### Dataset records ###

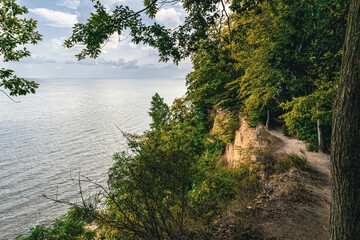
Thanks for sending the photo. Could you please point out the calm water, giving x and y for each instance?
(66, 128)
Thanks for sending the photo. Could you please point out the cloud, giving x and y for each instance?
(70, 4)
(83, 10)
(37, 60)
(55, 18)
(121, 63)
(169, 17)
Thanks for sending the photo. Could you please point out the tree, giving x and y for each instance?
(14, 33)
(345, 147)
(177, 44)
(159, 112)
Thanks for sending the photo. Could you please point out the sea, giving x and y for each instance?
(67, 131)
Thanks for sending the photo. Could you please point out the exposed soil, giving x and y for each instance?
(293, 205)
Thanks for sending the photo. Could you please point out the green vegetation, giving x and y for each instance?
(14, 33)
(267, 59)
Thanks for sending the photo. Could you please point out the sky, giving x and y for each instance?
(120, 58)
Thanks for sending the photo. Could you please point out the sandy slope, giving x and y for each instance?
(299, 207)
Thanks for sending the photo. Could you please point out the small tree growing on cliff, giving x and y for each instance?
(159, 112)
(15, 32)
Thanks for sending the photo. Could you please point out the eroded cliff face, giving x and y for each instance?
(246, 140)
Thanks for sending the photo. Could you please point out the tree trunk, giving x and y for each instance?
(345, 140)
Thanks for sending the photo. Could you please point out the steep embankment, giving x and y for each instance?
(295, 204)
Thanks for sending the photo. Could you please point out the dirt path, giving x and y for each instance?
(319, 162)
(298, 206)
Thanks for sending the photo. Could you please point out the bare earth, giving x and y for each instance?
(296, 204)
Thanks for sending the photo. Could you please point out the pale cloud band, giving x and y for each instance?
(55, 18)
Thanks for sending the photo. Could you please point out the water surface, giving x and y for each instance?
(66, 128)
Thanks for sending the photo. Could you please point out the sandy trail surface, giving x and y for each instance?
(299, 208)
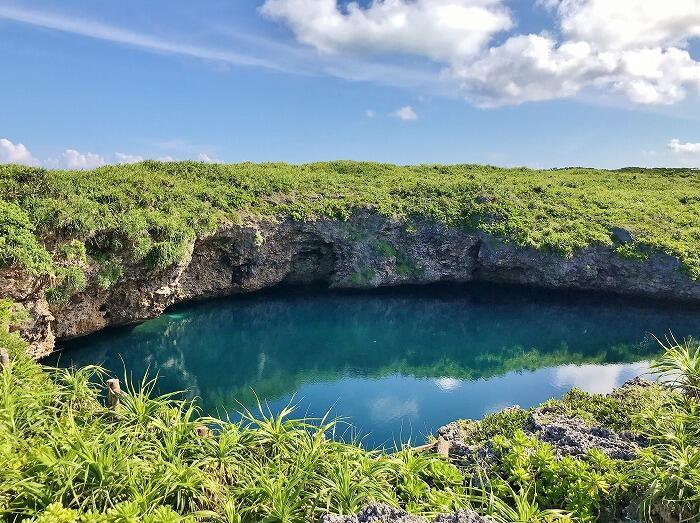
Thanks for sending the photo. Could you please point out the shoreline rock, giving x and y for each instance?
(381, 513)
(366, 251)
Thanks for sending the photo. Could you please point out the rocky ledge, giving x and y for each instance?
(366, 251)
(379, 513)
(568, 435)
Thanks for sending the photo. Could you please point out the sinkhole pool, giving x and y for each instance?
(396, 364)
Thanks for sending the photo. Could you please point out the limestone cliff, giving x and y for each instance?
(366, 251)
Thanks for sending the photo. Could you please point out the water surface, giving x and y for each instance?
(397, 364)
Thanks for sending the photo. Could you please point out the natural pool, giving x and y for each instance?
(396, 364)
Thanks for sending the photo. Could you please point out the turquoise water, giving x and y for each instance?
(396, 364)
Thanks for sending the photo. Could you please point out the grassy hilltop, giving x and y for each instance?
(150, 211)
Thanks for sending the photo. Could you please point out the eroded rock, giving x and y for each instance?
(380, 513)
(572, 437)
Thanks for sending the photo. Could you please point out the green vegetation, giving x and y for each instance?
(67, 458)
(149, 212)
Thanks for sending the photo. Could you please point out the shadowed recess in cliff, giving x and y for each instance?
(397, 363)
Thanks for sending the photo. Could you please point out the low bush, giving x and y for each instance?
(148, 212)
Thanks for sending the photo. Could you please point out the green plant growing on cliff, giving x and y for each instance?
(669, 469)
(109, 272)
(68, 458)
(150, 211)
(69, 276)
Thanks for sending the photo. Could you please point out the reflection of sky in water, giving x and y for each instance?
(419, 406)
(395, 364)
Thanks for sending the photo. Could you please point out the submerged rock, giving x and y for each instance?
(380, 513)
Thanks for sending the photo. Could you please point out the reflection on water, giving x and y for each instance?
(396, 364)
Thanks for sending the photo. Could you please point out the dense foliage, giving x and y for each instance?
(67, 458)
(150, 211)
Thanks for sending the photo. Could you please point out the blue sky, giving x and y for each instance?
(88, 82)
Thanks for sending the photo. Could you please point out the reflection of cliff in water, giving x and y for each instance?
(222, 350)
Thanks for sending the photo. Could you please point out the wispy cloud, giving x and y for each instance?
(405, 114)
(101, 31)
(679, 147)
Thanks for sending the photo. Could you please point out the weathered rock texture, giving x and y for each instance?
(572, 437)
(366, 251)
(379, 513)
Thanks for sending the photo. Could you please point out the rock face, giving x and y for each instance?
(380, 513)
(571, 437)
(366, 251)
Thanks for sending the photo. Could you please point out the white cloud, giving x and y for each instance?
(73, 159)
(406, 114)
(629, 24)
(633, 47)
(437, 29)
(679, 147)
(637, 49)
(16, 153)
(128, 158)
(100, 31)
(203, 157)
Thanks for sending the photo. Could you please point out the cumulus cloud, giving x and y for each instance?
(406, 114)
(637, 48)
(73, 159)
(203, 157)
(437, 29)
(629, 24)
(16, 153)
(128, 158)
(679, 147)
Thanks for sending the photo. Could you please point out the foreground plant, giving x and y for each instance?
(65, 457)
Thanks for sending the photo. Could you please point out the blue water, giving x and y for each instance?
(396, 364)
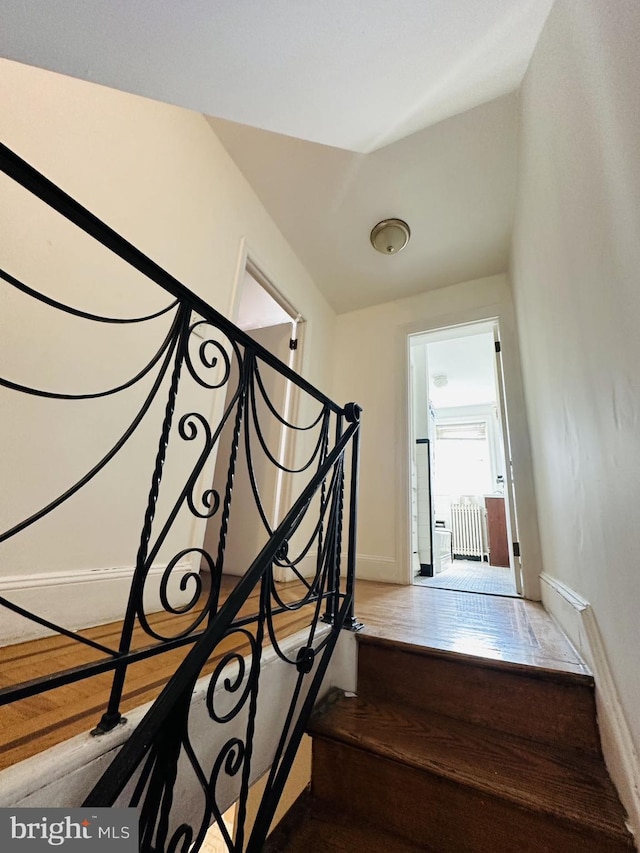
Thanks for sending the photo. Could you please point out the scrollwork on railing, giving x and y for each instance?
(225, 447)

###

Task:
Print every record above exactly, but no pictures.

Response area:
Thanks for sending the photo. Could you please point out the calm water, giving x and y for each instance?
(66, 128)
Thanks for sending the photo. Could you please point out the cloud, giving x and y for each instance?
(70, 4)
(83, 10)
(37, 60)
(55, 18)
(121, 63)
(169, 17)
Thanks for sending the photo. Could you please point out the tree, giving x and y for each instance?
(14, 33)
(345, 147)
(177, 44)
(159, 112)
Thanks for sending the photo. Could you please point out the sea, giving x and y for each instance?
(67, 131)
Thanks for sending the photo. Could you please point out the exposed soil, giving x and y for each instance?
(293, 205)
Thanks for sending the photo. Could you please point out the green vegetation, giving x and y for each instance?
(14, 33)
(267, 59)
Thanks for sending the photo. Could you please point out the sky, giving x and y for each instance?
(120, 58)
Thanks for sending the photo. Could you please point out the sandy slope, giving x and y for each instance?
(299, 207)
Thanks for sending the photo. Could you please point out the small tree growing on cliff, giving x and y for each instance?
(159, 112)
(15, 32)
Thanks for sending the photo. Could you please point out the eroded cliff face, giving x and y for each instance?
(246, 140)
Thanks for sending the photo. Could you please point out the tree trunk, giving x and y for each instance?
(345, 140)
Thanks for sending the photo. Could you please point out the steep embankment, giving x and y for each instance?
(295, 204)
Thanks for sending the photo. Could you please point out the dirt path, giving x and y for each instance?
(319, 162)
(298, 206)
Thanks for sending the photo. Could you please point out the bare earth, giving x and y for each instance?
(296, 204)
Thanks for sending the photo. Could you please point out the pale cloud band, giving x and y for each instance?
(55, 18)
Thanks for sending the photo. Could you please point out the water surface, giving x and y for each instance?
(66, 128)
Thanks for sending the photo. Could you please point out the sandy trail surface, giving x and y for each instance?
(299, 208)
Thanks for sending the photo. Could you please point out the shoreline rock, giving x and y for each instance?
(381, 513)
(366, 251)
Thanks for sending the photo. Could you please point out the rocky ledge, giving x and y for each instance?
(366, 251)
(379, 513)
(568, 435)
Thanks for sending the photo. Could you please point out the sinkhole pool, giving x and y for each instance?
(396, 364)
Thanks for sending the photo. Could you please point out the limestone cliff, giving x and y for each instance?
(366, 251)
Thanks for sending the photo. Could you please point out the water surface, giving x and y for each instance?
(397, 364)
Thanks for sending the photo. Could you please point out the natural pool, giving x and y for each instance?
(396, 364)
Thanks for sending the photo. Could you please point out the turquoise water, giving x and y for each instance?
(396, 364)
Thanks for sending the photo. Could you please point out the grassy hilltop, giving x and y for each instance?
(150, 211)
Thanks for sending the photo. Could you please point out the eroded rock, giving x and y for each instance?
(380, 513)
(572, 437)
Thanks for sending the photo. Could you please point out the green vegetation, giving x and y for each instance?
(67, 458)
(149, 212)
Thanks for sending the photo. Could you please point out the shadowed recess in cliff, giving x and y for each instance?
(397, 363)
Thanks for sending the photo. Could you please point out the low bush, giving x and y for each instance?
(148, 212)
Thanks for sending the photo. Could you please point out the green plant growing on cliff, giving x and y for each instance?
(669, 469)
(109, 272)
(68, 458)
(150, 211)
(69, 276)
Thanks for sending the photo. Could you please point out the reflection of sky in water, giving x and y for each instance?
(419, 406)
(395, 364)
Thanks for sending the photo. Could you please point out the submerged rock, giving x and y for each instance?
(380, 513)
Thanks for sending the photo. Could you please point out the reflection on water, giving x and y for each instance?
(396, 364)
Thanks for sending the photo. Could you please point out the dense foliage, giving x and y for each instance?
(67, 458)
(150, 211)
Thanks for sending the photo. Could you please point out the blue sky, giving x and y for each instance?
(88, 82)
Thanks for sending the photo. Could you please point out the reflection of cliff in water, giving x and y for each instance?
(222, 350)
Thanks for sending the photo. Could you please point out the wispy cloud, giving x and y for each instance?
(405, 114)
(101, 31)
(679, 147)
Thanks for sending the photo. Could you please point out the weathered rock texture, giving x and y for each instance?
(572, 437)
(366, 251)
(379, 513)
Thanks for sending the photo. Could you please point out the rock face, giving x and y for each instance?
(380, 513)
(571, 437)
(366, 251)
Thanks for sending the photo. Could you please point out the white cloud, giving x and y for each instance?
(73, 159)
(406, 114)
(629, 24)
(633, 47)
(437, 29)
(679, 147)
(637, 49)
(16, 153)
(128, 158)
(100, 31)
(203, 157)
Thanks for sending the photo. Could you please point out the cumulus cloud, giving x and y for each instance?
(406, 114)
(637, 48)
(73, 159)
(203, 157)
(437, 29)
(629, 24)
(16, 153)
(128, 158)
(679, 147)
Thanks for sending the photo. Could you please point out the foreground plant, giving x and y for each instance?
(65, 457)
Thanks for sending the photo. Could you please point out the blue water, giving x and y for each instance?
(396, 364)
Thanks for sending the photo. Could you please point out the scrollwork on railing, giving x and y for each instance?
(225, 447)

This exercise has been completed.